Segment Start: THE DATA
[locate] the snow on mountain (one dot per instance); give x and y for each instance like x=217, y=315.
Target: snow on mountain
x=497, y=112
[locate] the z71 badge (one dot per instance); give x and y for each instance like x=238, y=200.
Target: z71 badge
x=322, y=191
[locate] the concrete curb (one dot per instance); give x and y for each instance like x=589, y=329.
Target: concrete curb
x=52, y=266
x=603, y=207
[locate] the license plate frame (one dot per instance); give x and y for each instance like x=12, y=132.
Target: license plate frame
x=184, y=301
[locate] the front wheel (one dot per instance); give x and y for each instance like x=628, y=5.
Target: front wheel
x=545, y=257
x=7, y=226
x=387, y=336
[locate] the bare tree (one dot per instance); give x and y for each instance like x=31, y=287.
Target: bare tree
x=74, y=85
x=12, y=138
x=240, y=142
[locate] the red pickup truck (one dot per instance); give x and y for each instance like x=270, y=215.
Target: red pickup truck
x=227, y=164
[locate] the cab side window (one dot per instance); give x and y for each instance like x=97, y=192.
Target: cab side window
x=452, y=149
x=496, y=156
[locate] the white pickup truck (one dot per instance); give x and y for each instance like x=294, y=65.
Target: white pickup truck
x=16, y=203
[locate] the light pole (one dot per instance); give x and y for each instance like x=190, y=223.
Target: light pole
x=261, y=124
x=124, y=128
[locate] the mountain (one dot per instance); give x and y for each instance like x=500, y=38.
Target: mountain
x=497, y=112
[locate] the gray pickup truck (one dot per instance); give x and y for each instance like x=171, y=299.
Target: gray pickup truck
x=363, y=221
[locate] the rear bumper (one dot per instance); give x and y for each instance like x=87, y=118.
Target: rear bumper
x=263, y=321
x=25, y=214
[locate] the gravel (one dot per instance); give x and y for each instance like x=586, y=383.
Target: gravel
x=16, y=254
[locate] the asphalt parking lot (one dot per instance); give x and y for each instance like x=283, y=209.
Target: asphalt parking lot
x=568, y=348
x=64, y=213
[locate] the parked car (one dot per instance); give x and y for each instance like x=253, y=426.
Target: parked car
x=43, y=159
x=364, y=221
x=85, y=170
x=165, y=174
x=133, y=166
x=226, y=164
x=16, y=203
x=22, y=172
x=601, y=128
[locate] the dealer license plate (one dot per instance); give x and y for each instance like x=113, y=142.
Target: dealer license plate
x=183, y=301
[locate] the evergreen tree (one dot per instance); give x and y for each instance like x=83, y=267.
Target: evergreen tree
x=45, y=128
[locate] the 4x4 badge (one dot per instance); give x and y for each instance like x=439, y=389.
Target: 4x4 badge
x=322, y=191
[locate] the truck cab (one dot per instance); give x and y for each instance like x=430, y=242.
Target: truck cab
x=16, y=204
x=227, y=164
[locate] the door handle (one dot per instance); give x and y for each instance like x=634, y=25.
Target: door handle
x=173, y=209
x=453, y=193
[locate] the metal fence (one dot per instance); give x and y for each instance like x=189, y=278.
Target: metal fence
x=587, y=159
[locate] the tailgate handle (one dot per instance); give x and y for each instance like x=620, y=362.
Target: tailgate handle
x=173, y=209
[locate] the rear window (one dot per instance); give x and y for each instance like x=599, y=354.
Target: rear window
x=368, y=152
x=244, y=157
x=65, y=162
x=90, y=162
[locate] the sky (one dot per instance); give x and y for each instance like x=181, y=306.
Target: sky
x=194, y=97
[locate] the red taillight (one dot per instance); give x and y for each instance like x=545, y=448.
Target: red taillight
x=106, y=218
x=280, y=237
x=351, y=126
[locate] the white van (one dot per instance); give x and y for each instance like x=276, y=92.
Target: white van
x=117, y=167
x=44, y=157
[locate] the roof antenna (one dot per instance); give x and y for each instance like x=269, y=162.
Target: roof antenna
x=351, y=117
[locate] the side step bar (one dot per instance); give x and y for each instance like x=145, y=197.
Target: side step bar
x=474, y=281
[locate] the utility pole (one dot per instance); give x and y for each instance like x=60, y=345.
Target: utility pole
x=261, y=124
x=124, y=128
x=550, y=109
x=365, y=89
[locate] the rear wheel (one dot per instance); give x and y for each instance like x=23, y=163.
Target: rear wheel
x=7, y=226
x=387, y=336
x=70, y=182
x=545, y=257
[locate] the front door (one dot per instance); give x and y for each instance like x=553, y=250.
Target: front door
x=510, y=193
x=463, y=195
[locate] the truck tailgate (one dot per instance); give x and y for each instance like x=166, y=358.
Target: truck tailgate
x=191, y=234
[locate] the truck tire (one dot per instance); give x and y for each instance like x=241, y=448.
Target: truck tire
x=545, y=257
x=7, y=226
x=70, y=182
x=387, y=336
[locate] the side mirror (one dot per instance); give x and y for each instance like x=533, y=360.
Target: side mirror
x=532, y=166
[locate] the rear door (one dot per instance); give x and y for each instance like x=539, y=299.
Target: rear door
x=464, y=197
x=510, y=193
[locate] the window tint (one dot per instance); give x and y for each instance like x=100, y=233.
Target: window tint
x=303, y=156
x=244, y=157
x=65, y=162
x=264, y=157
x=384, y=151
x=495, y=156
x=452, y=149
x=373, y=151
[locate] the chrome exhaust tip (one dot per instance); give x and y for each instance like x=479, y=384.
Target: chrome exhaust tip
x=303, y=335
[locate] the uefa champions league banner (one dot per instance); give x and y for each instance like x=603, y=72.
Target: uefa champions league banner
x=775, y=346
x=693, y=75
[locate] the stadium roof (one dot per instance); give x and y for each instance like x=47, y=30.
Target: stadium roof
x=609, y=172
Segment End: THE DATA
→ PROBLEM: Each record should be repeated in full, exactly as it is written.

→ SOLUTION:
[locate] the snow on mountain (one dot per instance); give x and y for each instance like x=217, y=315.
Target: snow on mountain
x=497, y=112
[locate] the z71 badge (one dot per instance); give x and y for each instance like x=238, y=200.
Target: z71 badge
x=322, y=191
[locate] the concrete curb (one dot per instance); give x and y for each instance like x=589, y=329.
Target: concrete curb
x=52, y=266
x=603, y=207
[locate] the license plate frame (one dot per instance); give x and y for each instance like x=12, y=132.
Target: license plate frame
x=184, y=301
[locate] the front wheel (one dot per instance); give x and y for each instance like x=628, y=5.
Target: front wheel
x=545, y=257
x=7, y=226
x=387, y=336
[locate] the bare tree (one dot per instance); give x and y for each instance like x=31, y=287.
Target: bare tree
x=74, y=85
x=12, y=138
x=240, y=142
[locate] the red pickup truck (one dot per instance); give x and y for each instance like x=270, y=215.
Target: red pickup truck
x=227, y=164
[locate] the cab side window (one dot per instance); give x and y for each instance like x=97, y=192.
Target: cab side window
x=452, y=149
x=496, y=156
[locate] the white pickup truck (one dot per instance); give x and y for each instance like x=294, y=65.
Target: white pickup truck
x=16, y=203
[locate] the light pole (one dot per instance); give x and y for each instance like x=190, y=223.
Target: light pole
x=261, y=124
x=124, y=128
[locate] the mountain (one dot per instance); give x and y for each instance like x=500, y=38.
Target: mountain
x=497, y=112
[locate] the gray pickup truck (one dot per instance); give x and y for each instance like x=171, y=299.
Target: gray pickup truck
x=363, y=221
[locate] the rear bumper (one dot per instance); give x and y for each instance like x=87, y=118.
Target: rear bumper
x=263, y=321
x=25, y=214
[locate] the gravel (one dot per instance); give x and y for each instance like x=586, y=383.
Target: gravel
x=16, y=254
[locate] the asphalt parking lot (one dot per instance); give x and y for each instance like x=283, y=209.
Target: asphalt parking lot
x=568, y=348
x=64, y=213
[locate] the parked car (one dot per instance); give x and y for each instance like x=253, y=426.
Target: parked car
x=43, y=159
x=364, y=221
x=85, y=170
x=165, y=174
x=133, y=166
x=226, y=164
x=16, y=203
x=22, y=172
x=601, y=128
[locate] the dealer license plate (one dot per instance); give x and y for each instance like x=113, y=142.
Target: dealer license plate
x=183, y=301
[locate] the evergreen tree (one dot per instance); give x and y for each instance like x=83, y=267.
Target: evergreen tree
x=45, y=128
[locate] the 4x4 badge (one dot per instance); give x and y for each instance like x=439, y=389.
Target: 4x4 badge
x=322, y=191
[locate] the truck cab (one dot per instance); give x and y for each instance like x=430, y=242.
Target: truck cab
x=16, y=204
x=227, y=164
[locate] the door handle (one dot per instance); give x and y for each instance like x=634, y=25.
Target: door handle
x=173, y=209
x=453, y=193
[locate] the metal fence (one dot per instance); give x and y for each instance like x=189, y=278.
Target: metal fence
x=587, y=159
[locate] the tailgate handle (one dot per instance); give x and y for each instance like x=620, y=362.
Target: tailgate handle
x=173, y=209
[locate] the rear window (one dot per instance); give x and y for each instance like x=599, y=354.
Target: rear window
x=368, y=152
x=244, y=157
x=65, y=162
x=90, y=162
[locate] the sky (one dot per instance); give x and y for each instance like x=181, y=306.
Target: sky
x=194, y=97
[locate] the red taillight (one dot per instance); give x and y for each instance like x=545, y=448.
Target: red taillight
x=106, y=218
x=280, y=237
x=351, y=126
[locate] the white van (one dot per instance); give x and y for each instance like x=276, y=92.
Target: white van
x=117, y=167
x=44, y=157
[locate] the roof antenna (one dot per instance); give x and y for each instance like x=269, y=162.
Target: roof antenna
x=351, y=117
[locate] the side step bar (one dot per instance); give x and y for each instance like x=145, y=197.
Target: side step bar
x=474, y=281
[locate] the utility pole (one dot per instance); give x and y for each instance like x=60, y=345.
Target: utility pole
x=261, y=124
x=124, y=128
x=550, y=109
x=365, y=89
[locate] the rear wheel (one dot per instance); give x and y for each instance like x=23, y=163.
Target: rear wheel
x=7, y=226
x=387, y=336
x=70, y=182
x=545, y=257
[locate] the front door (one dot per instance); give x and y for each instance like x=553, y=250.
Target: front door
x=510, y=193
x=463, y=195
[locate] the truck tailgate (one dot per instance); give x and y for each instance like x=166, y=358.
Target: truck tailgate
x=191, y=234
[locate] the truck tire (one dot per instance); give x and y for each instance like x=241, y=448.
Target: truck tire
x=545, y=257
x=7, y=226
x=70, y=182
x=387, y=336
[locate] the side mirror (one dot per instance); give x and y for each instance like x=533, y=360.
Target: side mirror
x=532, y=166
[locate] the rear door (one dot per instance); give x and y for each instance like x=539, y=299.
Target: rear door
x=464, y=197
x=510, y=193
[locate] the window tint (one dot per instance); give x and y for each instance like x=100, y=233.
Target: window tint
x=303, y=156
x=244, y=157
x=65, y=162
x=264, y=157
x=384, y=151
x=495, y=156
x=452, y=149
x=373, y=151
[locate] the chrome exhaust tip (one dot per instance); give x and y for each instance like x=479, y=384.
Target: chrome exhaust tip
x=303, y=335
[locate] the uefa champions league banner (one dot per instance); give x and y for each instance like x=603, y=72.
Target: uefa champions league banner
x=775, y=346
x=693, y=75
[locate] the stadium roof (one dot per instance); give x and y for each instance like x=47, y=30.
Target: stadium roof
x=609, y=172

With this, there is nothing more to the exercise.